▶ [What is needed]
Retype the records below so that each one matches exactly.

▶ [Dataset items]
****************

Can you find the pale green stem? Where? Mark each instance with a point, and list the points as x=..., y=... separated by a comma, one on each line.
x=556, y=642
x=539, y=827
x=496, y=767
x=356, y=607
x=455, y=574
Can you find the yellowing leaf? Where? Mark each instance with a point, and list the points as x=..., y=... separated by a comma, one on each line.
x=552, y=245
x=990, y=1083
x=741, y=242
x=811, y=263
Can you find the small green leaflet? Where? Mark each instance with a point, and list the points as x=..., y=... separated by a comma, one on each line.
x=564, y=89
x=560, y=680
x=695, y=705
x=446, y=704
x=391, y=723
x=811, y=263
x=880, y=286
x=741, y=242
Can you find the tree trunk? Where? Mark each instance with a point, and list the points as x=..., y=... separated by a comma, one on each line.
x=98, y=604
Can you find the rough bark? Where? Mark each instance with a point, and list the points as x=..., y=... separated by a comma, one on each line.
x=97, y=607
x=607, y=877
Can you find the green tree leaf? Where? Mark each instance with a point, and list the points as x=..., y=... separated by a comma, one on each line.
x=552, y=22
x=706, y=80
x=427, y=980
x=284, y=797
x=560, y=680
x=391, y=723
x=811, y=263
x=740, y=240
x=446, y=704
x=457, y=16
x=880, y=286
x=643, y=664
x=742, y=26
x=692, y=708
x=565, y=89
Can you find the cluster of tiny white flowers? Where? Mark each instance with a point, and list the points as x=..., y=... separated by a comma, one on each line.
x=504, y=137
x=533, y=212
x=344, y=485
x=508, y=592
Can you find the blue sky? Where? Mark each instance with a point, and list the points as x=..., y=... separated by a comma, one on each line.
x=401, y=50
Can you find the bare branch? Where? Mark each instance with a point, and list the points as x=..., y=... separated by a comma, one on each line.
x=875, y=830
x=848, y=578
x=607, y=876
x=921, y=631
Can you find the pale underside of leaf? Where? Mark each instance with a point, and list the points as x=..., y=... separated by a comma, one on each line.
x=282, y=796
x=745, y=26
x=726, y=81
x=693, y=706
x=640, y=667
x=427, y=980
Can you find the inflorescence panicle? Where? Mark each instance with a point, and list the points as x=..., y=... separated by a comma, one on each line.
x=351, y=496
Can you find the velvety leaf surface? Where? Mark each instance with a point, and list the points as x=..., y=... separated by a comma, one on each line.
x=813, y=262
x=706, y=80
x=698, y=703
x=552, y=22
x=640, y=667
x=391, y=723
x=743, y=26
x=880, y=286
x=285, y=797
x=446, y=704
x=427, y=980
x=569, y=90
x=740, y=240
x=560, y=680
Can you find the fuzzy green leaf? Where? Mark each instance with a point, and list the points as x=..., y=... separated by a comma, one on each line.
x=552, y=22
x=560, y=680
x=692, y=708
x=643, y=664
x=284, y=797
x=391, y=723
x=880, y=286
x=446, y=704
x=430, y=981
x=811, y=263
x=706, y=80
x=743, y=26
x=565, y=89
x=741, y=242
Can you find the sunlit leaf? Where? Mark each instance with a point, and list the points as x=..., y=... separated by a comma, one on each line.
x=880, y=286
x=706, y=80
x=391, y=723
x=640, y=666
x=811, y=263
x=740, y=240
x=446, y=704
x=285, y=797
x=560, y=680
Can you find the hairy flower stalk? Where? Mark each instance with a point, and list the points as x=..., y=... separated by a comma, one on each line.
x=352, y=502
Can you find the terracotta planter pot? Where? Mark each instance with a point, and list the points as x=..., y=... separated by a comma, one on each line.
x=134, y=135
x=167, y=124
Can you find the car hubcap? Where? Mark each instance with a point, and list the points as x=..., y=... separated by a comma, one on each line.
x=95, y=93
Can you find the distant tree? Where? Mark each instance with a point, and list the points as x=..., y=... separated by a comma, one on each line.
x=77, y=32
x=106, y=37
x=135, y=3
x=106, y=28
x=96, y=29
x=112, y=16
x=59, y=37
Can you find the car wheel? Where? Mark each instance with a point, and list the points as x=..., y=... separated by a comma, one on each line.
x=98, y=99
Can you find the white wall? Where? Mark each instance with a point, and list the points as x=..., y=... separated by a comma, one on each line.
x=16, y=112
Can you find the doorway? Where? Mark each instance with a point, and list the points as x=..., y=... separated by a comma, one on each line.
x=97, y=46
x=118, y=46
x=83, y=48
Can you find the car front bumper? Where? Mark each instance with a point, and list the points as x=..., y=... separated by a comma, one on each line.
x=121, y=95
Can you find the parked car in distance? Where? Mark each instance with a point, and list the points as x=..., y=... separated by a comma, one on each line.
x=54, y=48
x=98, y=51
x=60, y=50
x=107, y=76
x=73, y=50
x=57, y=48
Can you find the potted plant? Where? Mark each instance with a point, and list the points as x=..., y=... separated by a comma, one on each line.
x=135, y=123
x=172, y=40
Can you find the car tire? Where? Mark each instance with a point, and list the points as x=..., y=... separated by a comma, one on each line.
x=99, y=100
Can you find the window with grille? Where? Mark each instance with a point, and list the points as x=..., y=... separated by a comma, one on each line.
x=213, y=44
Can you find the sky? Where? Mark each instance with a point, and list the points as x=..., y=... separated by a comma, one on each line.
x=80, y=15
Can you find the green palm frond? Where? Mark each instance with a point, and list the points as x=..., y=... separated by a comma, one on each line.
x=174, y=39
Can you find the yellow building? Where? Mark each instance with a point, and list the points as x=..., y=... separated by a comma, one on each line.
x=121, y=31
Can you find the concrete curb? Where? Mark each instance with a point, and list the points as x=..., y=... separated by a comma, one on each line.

****************

▶ [Exercise response]
Can you find the pale green stem? Where? Mark each instance with a point, and list the points as x=..., y=... separated by a comma, one on each line.
x=556, y=642
x=539, y=827
x=496, y=767
x=356, y=607
x=455, y=574
Can you find the yellowing leaf? Where? Mark each instance with a point, and list the points as x=..., y=... separated by a comma, one on each line.
x=552, y=245
x=990, y=1083
x=741, y=242
x=811, y=263
Can you find the small green leaflet? Where? Mark each instance with a point, and list the points as x=..., y=... separated by a comma, one on each line.
x=564, y=89
x=560, y=680
x=695, y=705
x=446, y=704
x=391, y=723
x=811, y=263
x=880, y=286
x=741, y=242
Can you find the tree trunk? Where? Mark each instance with a point, and list the points as x=..., y=... separated by a comma, one on each line.
x=98, y=604
Can you find the rough bark? Where? Mark each instance with a point, and list the points as x=..., y=... separated by a comma, one on each line.
x=97, y=607
x=607, y=877
Can you find the green tree leaf? Where? Mark each instance with a point, and list the points as x=..., y=... separated by a comma, one on each line.
x=552, y=22
x=706, y=80
x=427, y=980
x=284, y=797
x=560, y=680
x=391, y=723
x=811, y=263
x=740, y=240
x=446, y=704
x=457, y=16
x=880, y=286
x=643, y=664
x=742, y=26
x=692, y=708
x=565, y=89
Can you find the cluster of tiny white flowers? Where? Mark each instance with a point, and list the points as x=..., y=... separated by a comma, one on each line.
x=504, y=137
x=533, y=212
x=344, y=485
x=508, y=592
Can you find the blue sky? Where? Mark each instance with a point, and list the points as x=..., y=... separated by a comma, one on each line.
x=401, y=50
Can you find the bare branch? Where? Mark each instance with a point, and list the points as x=..., y=... separated by a comma, one on each line.
x=875, y=830
x=848, y=578
x=607, y=876
x=921, y=631
Can you find the pale underside of leaf? Where? Mark each instance with a point, and list the points as x=..., y=... separated by a comma, one on each line.
x=282, y=796
x=745, y=26
x=726, y=81
x=693, y=706
x=640, y=667
x=427, y=980
Can you find the inflorescence panicle? Where? Mark each instance with a point, and list the points as x=..., y=... separated by a comma, one on each line.
x=351, y=496
Can you find the velvety leaf surface? Where? Mark each instance with a point, and list the points as x=..., y=... separated by a comma, one on each line.
x=813, y=262
x=706, y=80
x=698, y=703
x=552, y=22
x=640, y=667
x=391, y=723
x=743, y=26
x=880, y=286
x=285, y=797
x=446, y=704
x=427, y=980
x=569, y=90
x=740, y=240
x=560, y=680
Can you find the fuzzy green leaf? Where? Mark each instance with a point, and list the points as x=..., y=... separated by a comma, one on each line.
x=552, y=22
x=560, y=680
x=692, y=708
x=643, y=664
x=284, y=797
x=391, y=723
x=880, y=286
x=446, y=704
x=430, y=981
x=811, y=263
x=706, y=80
x=743, y=26
x=565, y=89
x=741, y=242
Can you find the sunlit leaf? Where? Mark each instance with a point, and list the points as x=..., y=... separated by a comma, one on each line.
x=880, y=286
x=706, y=80
x=391, y=723
x=640, y=666
x=811, y=263
x=740, y=240
x=446, y=704
x=285, y=797
x=560, y=680
Can you find the hairy flower stalk? Where? Mark each instance with a point, and list the points as x=..., y=... separated by a comma, one on each line.
x=352, y=502
Can you find the terracotta planter pot? Where? Mark each instance with a point, and list the points as x=..., y=... separated by a comma, one on each line.
x=134, y=135
x=167, y=124
Can you find the car hubcap? Where? Mark each instance with a point, and list the points as x=..., y=... separated by a comma, one on each line.
x=95, y=93
Can you find the distant tree? Where? Mark each instance with a point, and list the points as x=..., y=... separated by a comma, one on each line.
x=77, y=32
x=106, y=37
x=135, y=3
x=106, y=28
x=96, y=29
x=112, y=16
x=59, y=37
Can you find the car wheel? Where? Mark each instance with a point, and list the points as x=..., y=... separated by a comma, one on each line.
x=98, y=99
Can you find the white wall? Where? Mark each instance with a point, and list the points as x=..., y=... separated by a comma, one on each line.
x=16, y=112
Can you find the doorway? Where? Mark each instance with a point, and list the points as x=..., y=... separated by a comma, one on each line.
x=97, y=46
x=118, y=46
x=83, y=48
Can you find the car front bumper? Where? Mark each instance with a point, and list the points as x=..., y=... separated by a comma, one on each line.
x=121, y=95
Can you find the parked car in distance? Where? Mark each instance with a point, and list the points as x=..., y=... separated by a comma, one on each line.
x=54, y=48
x=98, y=51
x=60, y=50
x=107, y=76
x=73, y=50
x=57, y=48
Can you find the potted plant? Where? Mark each instance with a point, and list the points as x=..., y=... separated by a comma, one on each line.
x=135, y=123
x=172, y=40
Can you find the car tire? Where? Mark each instance with a point, and list the points as x=..., y=... separated by a comma, one on each line.
x=99, y=100
Can you find the window with grille? Where? Mark each instance with a point, and list the points as x=..., y=... separated by a comma, one on each line.
x=213, y=44
Can you find the sky? Where? Mark each instance with a point, and list the points as x=..., y=... separated by a comma, one on each line.
x=80, y=15
Can you find the green palm frond? Where? Mark each instance with a point, and list the points as x=..., y=... separated by a comma, one on each line.
x=174, y=39
Can you find the yellow building? Where? Mark each instance with a point, and list the points as x=..., y=... separated by a comma, one on each line.
x=121, y=31
Can you find the concrete curb? Where? Mark each instance with a point, and list the points as x=..., y=... separated by a comma, one on each line.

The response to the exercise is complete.